Excerpt.
You are interested in the hobby of keeping fish, but you cannot make up your mind between a freshwater and a saltwater aquarium. You have heard that saltwater tank care can be difficult, but if your heart is set on owning a few of those bright blue and yellow fish you saw in a magazine, you will want to consider a saltwater tank. If you have had a freshwater tank for a few years, and want a new challenge, then a saltwater tank may be just what you are looking for.
The two main considerations should be the amount of money you wish to spend on your new hobby, and the amount of time you have to spend maintaining your tank. Saltwater tank care is very different from the care required of a freshwater tank, but it does not have to be difficult.
A freshwater tank costs less to set up and to maintain. On average, you can set up a 10-gallon tank and stock it with a few fish for a minimum of $75.00. The fish that will live happily in a freshwater tank are less expensive than saltwater fish. Once you have a freshwater tank up and running with your fish added to it, the maintenance is not all that time consuming. At a minimum, you can expect to keep the water level topped up, add water conditioner, and perform partial water changes on a weekly basis with a freshwater tank. Plan to vacuum the bottom of the freshwater tank and change the filter material once a month. The cost to maintain a freshwater tank for a month, counting fish food and the occasional replacement fish, is probably $20.00 or less.

Supplied material.
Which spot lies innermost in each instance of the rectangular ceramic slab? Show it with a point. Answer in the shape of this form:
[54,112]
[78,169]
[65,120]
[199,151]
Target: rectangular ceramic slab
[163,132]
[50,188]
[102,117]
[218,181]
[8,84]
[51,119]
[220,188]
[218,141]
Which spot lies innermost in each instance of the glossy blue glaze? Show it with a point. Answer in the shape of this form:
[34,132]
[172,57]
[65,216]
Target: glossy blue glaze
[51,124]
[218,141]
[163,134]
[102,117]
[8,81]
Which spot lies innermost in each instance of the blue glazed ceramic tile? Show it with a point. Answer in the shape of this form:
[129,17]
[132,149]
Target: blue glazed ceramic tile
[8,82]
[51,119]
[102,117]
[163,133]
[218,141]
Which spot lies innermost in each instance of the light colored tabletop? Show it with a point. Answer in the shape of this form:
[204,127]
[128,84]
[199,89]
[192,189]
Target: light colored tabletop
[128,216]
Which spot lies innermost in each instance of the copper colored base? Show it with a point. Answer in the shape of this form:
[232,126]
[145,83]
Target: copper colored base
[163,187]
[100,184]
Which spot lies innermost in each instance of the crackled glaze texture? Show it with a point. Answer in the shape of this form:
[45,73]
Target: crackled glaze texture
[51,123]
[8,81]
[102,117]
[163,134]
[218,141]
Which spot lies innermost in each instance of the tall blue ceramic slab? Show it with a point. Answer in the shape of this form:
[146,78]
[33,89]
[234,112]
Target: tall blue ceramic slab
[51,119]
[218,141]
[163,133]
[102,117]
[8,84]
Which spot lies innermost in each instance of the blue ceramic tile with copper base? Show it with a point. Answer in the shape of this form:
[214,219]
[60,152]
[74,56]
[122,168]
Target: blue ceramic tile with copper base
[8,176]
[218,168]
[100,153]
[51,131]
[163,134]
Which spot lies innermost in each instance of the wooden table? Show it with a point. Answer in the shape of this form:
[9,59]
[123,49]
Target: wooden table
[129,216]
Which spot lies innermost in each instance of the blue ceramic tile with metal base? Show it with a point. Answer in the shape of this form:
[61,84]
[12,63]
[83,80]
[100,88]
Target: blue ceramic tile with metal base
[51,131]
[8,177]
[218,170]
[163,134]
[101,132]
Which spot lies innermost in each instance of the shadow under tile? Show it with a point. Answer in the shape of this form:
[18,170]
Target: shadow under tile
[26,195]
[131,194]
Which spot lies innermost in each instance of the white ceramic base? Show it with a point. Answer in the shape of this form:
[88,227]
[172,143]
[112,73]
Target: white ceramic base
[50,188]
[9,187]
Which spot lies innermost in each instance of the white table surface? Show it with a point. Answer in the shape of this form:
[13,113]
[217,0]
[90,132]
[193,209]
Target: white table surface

Work instruction 1.
Answer these questions from the aquarium excerpt, one answer per line:
(a) What two main considerations should guide the choice between the two kinds of tank?
(b) What is the stated minimum cost to set up a 10-gallon freshwater tank and stock it with a few fish?
(c) How often should the bottom of a freshwater tank be vacuumed and its filter material changed?
Work instruction 2. Carry the aquarium excerpt forward from its final sentence, keeping its subject and tone.

Exercise response 1.
(a) The amount of money you wish to spend on the hobby and the amount of time you have to maintain the tank.
(b) $75.00.
(c) Once a month.

Exercise response 2.
A saltwater tank can range from being a little expensive all the way up to the “money is no object” range, depending on what you put inside it. The live rocks that go into saltwater tanks can cost you from around $25.00 all the way up to several thousand dollars. It all depends on their size, and on where the live rock originated. Compare these prices to a few bags of aquarium gravel for a freshwater tank, and you can begin to get a better idea of the cost differences.
However, setting up a saltwater tank takes more than just live rocks. You still may want some form of substrate for the tank bottom, a few live plants, a hydrometer to tell you how much salt is in the tank water, and a good filtration system that was made for salt water. A sturdy tank heater and a thermometer that can take the punishment that salt water can dish out are also required.
You will want a powerhead for water movement, a protein skimmer to remove any sort of organic trash from the tank water, and an air pump and external water pump for the protein skimmer. You will also need a couple of boxes of aquarium salt, depending on the size of your tank, and a few various test kits to keep a check on the water. Yes, some of these same accessories are needed for a freshwater tank, but a marine tank generally requires a more heavy-duty form of the chosen item.
Saltwater tank care can take you several hours per week. The water must be tested for salt content every day. The temperature of the tank must be monitored, as well as the water quality. Your live rocks must also be cared for, or they will die. They need a particular form of lighting, and it must be balanced for them to be healthy.
If you want to simplify maintenance, the use of products from the EcoBio-Block family Products can help you to keep the water in any tank, whether saltwater or freshwater, clean and clear. Users of the EcoBio-Block have noticed less trouble with excess nitrates and ammonia spikes as well.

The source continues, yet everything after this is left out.